→ The request
Set down each line of the data below exactly as it stands, dropping the pictures.

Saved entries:
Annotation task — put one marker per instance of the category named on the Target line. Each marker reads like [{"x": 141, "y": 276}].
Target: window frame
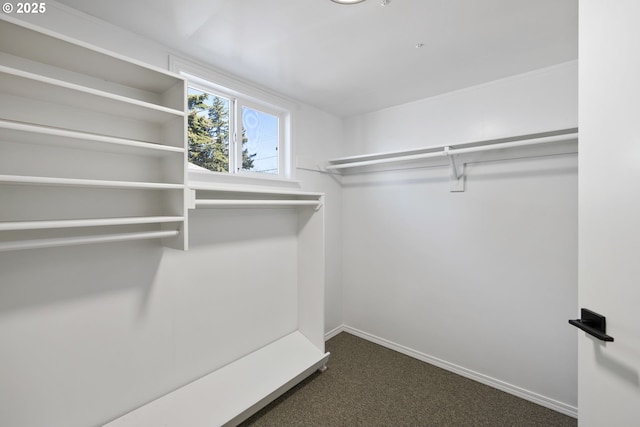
[{"x": 240, "y": 93}]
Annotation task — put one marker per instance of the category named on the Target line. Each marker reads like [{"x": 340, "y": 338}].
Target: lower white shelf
[
  {"x": 85, "y": 240},
  {"x": 97, "y": 222},
  {"x": 233, "y": 393}
]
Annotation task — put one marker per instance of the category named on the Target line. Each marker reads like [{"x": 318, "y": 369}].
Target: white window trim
[{"x": 206, "y": 78}]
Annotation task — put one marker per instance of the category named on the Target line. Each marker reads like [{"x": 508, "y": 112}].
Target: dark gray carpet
[{"x": 369, "y": 385}]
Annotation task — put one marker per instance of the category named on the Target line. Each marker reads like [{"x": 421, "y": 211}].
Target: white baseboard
[{"x": 547, "y": 402}]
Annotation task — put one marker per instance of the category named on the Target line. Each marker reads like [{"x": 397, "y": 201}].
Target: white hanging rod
[
  {"x": 69, "y": 241},
  {"x": 448, "y": 151},
  {"x": 256, "y": 203}
]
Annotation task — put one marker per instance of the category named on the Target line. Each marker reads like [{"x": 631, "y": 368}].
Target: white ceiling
[{"x": 350, "y": 59}]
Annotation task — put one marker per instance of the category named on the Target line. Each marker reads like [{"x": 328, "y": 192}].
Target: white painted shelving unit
[
  {"x": 94, "y": 150},
  {"x": 93, "y": 144}
]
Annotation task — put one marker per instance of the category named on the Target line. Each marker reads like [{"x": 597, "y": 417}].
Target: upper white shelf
[
  {"x": 227, "y": 196},
  {"x": 46, "y": 135},
  {"x": 42, "y": 46},
  {"x": 93, "y": 222},
  {"x": 249, "y": 190},
  {"x": 74, "y": 182},
  {"x": 25, "y": 84}
]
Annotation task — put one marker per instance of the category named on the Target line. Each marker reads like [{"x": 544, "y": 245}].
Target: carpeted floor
[{"x": 369, "y": 385}]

→ Solution for this problem
Annotation task — put one marker per instance of the category named on the Target line. Each marker reads like [{"x": 141, "y": 276}].
Target: window frame
[{"x": 240, "y": 93}]
Annotation task — put one marker per instance of the category named on the Target line. Each marker reads like [{"x": 340, "y": 338}].
Target: lower white shelf
[
  {"x": 85, "y": 240},
  {"x": 97, "y": 222},
  {"x": 233, "y": 393}
]
Annotation task — put one marker per instance of the category named on the Target line. Each marker reads like [{"x": 318, "y": 369}].
Target: white window trim
[{"x": 206, "y": 78}]
Annotation task — put one marker per instance of the category named on the Target line. Each marker reads like [{"x": 508, "y": 112}].
Target: dark gray carpet
[{"x": 369, "y": 385}]
Annotation task — put one marker per instance of the category named on the Target line. Each marker reads like [{"x": 421, "y": 211}].
Target: white baseboard
[{"x": 547, "y": 402}]
Annotation task — put one marker per instance of the category named on the Target line. Each marker reads like [{"x": 397, "y": 201}].
Target: white hanging rod
[
  {"x": 69, "y": 241},
  {"x": 448, "y": 151},
  {"x": 256, "y": 203}
]
Annotation task — put one marker per instance of the category named on the Target line. Each marker reads like [{"x": 631, "y": 368}].
Target: white ceiling
[{"x": 350, "y": 59}]
Annotation task — put one marker per instance of the category named on the Target line. Each marker reads like [{"x": 328, "y": 192}].
Target: white painted shelving unit
[
  {"x": 94, "y": 150},
  {"x": 93, "y": 144}
]
Annotation task — put one marker per instance of the category named on the Target line. Each marker reads like [{"x": 597, "y": 417}].
Target: upper white shelf
[
  {"x": 227, "y": 196},
  {"x": 46, "y": 135},
  {"x": 42, "y": 46},
  {"x": 93, "y": 222},
  {"x": 249, "y": 190},
  {"x": 74, "y": 182},
  {"x": 25, "y": 84}
]
Annotation task — put one marker per instance of the category named on the Target line. Each marker reads like [{"x": 544, "y": 245}].
Target: carpeted floor
[{"x": 369, "y": 385}]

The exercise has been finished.